AUFGABEN:
1: Gib bitte den Abschnitt aus dem Text über genetische Koppelungen bei Tauben zwischen „Genetische Koppelungen bei“ und „und blaue Täubinnen.“, beide einschließlich, wieder und ändere darin „Züchter“ zu „Taubenhalter“.
2: Welche Grundfarbe hat ein blauer Täuber genetisch laut dem Text über genetische Koppelungen bei Tauben?

LESETEXT:
◆ ◆ ◆ ◆ ◆
Genetische Koppelungen bei Tauben – ein oft
missverstandener Erbmechanismus
Wenn zwei Erbfaktoren gemeinsam auf einem
Chromosom liegen, dann müssten sie in späteren Generationen doch
gemeinsam wieder ‚gekoppelt‘ auftreten? Das sagt doch das Wort
Koppelung! Oder doch nicht?
Dass die Farbgene auf dem Geschlechtschromosom
liegen, kann jeder Züchter leicht nachvollziehen. Der Täuber besitzt
geschlechtsbedingt zwei Chromosomen, das Weibchen nur eines. Die
Töchter erben ihr Chromosom vom Vater, die Söhne jeweils eines vom
Vater und eines von der Mutter. Ein blauer Täuber (genetisch
schwarze Grundfarbe) mit einer rotfahlen Täubin (aschrote oder
dominant rote Grundfarbe) bringt damit mischerbige rotfahle Täuber
und blaue Täubinnen.
Auch der Verdünnungsfaktor liegt auf dem
Geschlechtschromosom. Ein dominant gelber Täuber (reinerbig
verdünnt) wird mit einer dominant roten Täubin mischerbig rote
Täuber und gelbe Weibchen bringen.
Bei der dritten Versuchsanordnung sind sowohl
Farbe als auch Verdünnung betroffen. Die Verpaarung einer
reinerbigen Täubers mit schwarzer Grundfarbe (ohne
Verdünnungsfaktor) mit einer gelben Täubin (Dominant Rot +
Verdünnungsfaktor) wird spalterbige rote Jungtäuber und schwarze
Jungweibchen ergeben.
In der vierten Versuchsanordnung wird dieser
spalterbige Jungtäuber an eine gelbe Täubin gepaart. Aufgrund der
geschlechtsgebundenen Vererbung wissen wir, dass alle Jungen mit
einer schwarzen Grundfarbe Täubinnen sind. Dazu braucht man keine
molekulargenetische Analyse oder spätere Beobachtungen des
Verhaltens. Sie sind in der Tabelle 28 des Buches ‚Taubenzucht‘ als
Gruppe ausgewiesen und für den Zweck dieses Beitrages gelb markiert.
◆ ◆ ◆ ◆ ◆
DATEN:
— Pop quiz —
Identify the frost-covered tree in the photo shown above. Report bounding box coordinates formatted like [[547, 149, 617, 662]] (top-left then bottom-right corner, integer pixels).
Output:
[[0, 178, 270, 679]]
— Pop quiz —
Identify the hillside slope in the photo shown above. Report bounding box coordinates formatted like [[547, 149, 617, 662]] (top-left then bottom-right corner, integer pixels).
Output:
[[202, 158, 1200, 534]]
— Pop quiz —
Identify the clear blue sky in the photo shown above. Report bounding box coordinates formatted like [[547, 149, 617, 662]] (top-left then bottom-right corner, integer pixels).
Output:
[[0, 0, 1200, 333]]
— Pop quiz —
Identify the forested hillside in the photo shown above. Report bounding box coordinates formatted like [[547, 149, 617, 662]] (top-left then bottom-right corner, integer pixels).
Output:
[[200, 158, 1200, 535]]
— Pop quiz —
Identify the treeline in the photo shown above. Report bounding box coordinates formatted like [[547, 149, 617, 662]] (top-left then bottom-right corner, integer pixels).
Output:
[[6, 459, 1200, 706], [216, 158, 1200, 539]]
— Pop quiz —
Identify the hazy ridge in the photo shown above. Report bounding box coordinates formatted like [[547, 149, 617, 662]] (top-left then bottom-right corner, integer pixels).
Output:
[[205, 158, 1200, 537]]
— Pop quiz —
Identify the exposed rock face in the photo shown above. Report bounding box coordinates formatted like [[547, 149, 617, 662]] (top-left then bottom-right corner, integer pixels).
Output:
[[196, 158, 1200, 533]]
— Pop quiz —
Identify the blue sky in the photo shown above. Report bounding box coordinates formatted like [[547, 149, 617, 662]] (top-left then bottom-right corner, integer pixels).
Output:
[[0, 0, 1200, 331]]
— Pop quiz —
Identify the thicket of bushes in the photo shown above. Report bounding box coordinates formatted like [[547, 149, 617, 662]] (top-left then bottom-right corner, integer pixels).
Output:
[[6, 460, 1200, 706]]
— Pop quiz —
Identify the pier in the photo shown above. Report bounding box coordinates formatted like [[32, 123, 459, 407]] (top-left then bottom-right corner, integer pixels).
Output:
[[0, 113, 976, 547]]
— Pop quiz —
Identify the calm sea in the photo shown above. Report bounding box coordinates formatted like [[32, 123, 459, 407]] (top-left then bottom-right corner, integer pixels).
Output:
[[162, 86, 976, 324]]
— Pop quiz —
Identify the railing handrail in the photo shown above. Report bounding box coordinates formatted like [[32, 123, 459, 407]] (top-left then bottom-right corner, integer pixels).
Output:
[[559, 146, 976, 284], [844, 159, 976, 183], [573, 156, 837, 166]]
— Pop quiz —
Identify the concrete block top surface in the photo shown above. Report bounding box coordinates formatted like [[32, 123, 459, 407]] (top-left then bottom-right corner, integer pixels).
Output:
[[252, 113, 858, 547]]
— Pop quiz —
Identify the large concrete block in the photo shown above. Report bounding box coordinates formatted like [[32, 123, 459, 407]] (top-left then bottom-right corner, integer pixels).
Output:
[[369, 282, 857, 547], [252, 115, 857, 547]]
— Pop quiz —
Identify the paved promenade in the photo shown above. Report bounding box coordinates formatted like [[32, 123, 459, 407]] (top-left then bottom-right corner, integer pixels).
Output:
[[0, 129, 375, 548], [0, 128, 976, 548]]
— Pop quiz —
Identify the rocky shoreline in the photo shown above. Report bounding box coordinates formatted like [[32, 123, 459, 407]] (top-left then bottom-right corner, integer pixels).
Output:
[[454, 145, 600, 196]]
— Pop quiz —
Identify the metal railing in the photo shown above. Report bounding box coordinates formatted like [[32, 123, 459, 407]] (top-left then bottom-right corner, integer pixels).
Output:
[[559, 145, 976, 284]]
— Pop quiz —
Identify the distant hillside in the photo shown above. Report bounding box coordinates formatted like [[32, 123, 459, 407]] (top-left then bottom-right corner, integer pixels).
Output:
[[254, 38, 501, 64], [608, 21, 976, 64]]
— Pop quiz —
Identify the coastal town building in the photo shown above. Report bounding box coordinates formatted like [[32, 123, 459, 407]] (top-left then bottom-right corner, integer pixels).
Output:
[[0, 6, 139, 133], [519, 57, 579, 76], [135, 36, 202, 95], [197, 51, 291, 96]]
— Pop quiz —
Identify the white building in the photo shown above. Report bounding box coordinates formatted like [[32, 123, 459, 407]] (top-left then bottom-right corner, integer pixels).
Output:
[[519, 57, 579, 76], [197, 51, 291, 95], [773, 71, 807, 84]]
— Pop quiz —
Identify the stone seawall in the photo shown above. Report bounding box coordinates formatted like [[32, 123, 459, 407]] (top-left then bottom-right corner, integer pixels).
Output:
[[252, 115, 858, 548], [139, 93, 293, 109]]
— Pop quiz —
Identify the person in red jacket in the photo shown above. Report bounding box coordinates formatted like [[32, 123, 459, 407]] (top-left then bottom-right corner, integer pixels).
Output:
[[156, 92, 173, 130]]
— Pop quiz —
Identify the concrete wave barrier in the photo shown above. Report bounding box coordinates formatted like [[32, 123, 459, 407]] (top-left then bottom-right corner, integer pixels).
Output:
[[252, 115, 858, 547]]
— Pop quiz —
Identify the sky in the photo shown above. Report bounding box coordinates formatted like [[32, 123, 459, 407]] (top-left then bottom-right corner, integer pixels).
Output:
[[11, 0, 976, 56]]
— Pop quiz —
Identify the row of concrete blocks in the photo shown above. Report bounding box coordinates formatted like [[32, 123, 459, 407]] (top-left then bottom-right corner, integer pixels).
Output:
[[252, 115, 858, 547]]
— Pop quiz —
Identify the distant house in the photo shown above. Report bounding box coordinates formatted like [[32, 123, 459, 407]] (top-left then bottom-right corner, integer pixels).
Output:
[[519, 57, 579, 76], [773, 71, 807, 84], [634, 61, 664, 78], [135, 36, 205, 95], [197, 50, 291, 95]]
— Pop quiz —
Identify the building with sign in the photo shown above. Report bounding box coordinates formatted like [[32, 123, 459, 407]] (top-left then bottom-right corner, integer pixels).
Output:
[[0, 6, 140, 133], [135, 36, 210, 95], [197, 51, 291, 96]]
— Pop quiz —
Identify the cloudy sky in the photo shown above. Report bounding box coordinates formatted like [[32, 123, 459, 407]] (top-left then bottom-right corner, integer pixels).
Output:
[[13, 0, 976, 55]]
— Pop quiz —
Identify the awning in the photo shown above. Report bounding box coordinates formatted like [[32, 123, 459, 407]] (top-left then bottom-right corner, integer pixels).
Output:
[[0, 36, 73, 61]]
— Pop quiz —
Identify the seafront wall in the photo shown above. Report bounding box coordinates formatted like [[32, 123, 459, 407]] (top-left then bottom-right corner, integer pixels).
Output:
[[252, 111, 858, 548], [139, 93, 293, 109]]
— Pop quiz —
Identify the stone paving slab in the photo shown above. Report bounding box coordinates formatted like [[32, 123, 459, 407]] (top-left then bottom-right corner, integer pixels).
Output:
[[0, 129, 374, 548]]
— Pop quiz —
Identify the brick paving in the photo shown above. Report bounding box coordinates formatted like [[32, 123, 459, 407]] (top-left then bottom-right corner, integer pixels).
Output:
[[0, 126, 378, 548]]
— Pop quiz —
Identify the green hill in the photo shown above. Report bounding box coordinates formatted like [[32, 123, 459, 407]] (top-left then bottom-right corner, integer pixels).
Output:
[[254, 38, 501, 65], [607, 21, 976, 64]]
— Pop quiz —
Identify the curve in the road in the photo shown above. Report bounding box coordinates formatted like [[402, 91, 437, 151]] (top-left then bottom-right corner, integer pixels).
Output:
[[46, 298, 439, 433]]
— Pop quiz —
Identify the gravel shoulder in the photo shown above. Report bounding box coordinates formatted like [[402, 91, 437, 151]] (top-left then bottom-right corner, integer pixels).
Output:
◆ ◆ ◆ ◆ ◆
ANTWORTEN:
1:
Genetische Koppelungen bei Tauben – ein oft
missverstandener Erbmechanismus
Wenn zwei Erbfaktoren gemeinsam auf einem
Chromosom liegen, dann müssten sie in späteren Generationen doch
gemeinsam wieder ‚gekoppelt‘ auftreten? Das sagt doch das Wort
Koppelung! Oder doch nicht?
Dass die Farbgene auf dem Geschlechtschromosom
liegen, kann jeder Taubenhalter leicht nachvollziehen. Der Täuber besitzt
geschlechtsbedingt zwei Chromosomen, das Weibchen nur eines. Die
Töchter erben ihr Chromosom vom Vater, die Söhne jeweils eines vom
Vater und eines von der Mutter. Ein blauer Täuber (genetisch
schwarze Grundfarbe) mit einer rotfahlen Täubin (aschrote oder
dominant rote Grundfarbe) bringt damit mischerbige rotfahle Täuber
und blaue Täubinnen.

2: Eine schwarze Grundfarbe.